EXERCISE OBJECTIVE> Reproduce all of the data below without alteration; exclude every picture.

RECORDS>
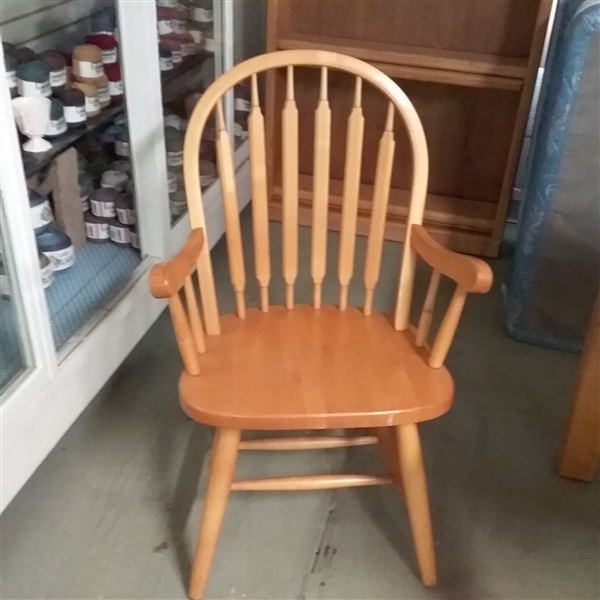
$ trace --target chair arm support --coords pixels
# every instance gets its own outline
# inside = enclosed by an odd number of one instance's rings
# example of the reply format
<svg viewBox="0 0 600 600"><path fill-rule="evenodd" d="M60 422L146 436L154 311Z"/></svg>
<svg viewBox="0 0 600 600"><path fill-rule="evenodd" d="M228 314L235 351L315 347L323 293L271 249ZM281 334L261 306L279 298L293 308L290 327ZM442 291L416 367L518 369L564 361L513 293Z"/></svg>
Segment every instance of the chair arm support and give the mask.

FULL RESPONSE>
$ trace --target chair arm support --coords pixels
# every instance gets its own outline
# inside = enclosed by an odd number of one instance's rings
# example of the reply format
<svg viewBox="0 0 600 600"><path fill-rule="evenodd" d="M60 422L146 436L154 311Z"/></svg>
<svg viewBox="0 0 600 600"><path fill-rule="evenodd" d="M228 314L235 351L315 347L323 293L271 249ZM281 334L261 306L279 298L293 308L290 327ZM442 291L416 367L518 369L564 361L513 293Z"/></svg>
Segment every instance of the chair arm support and give the mask.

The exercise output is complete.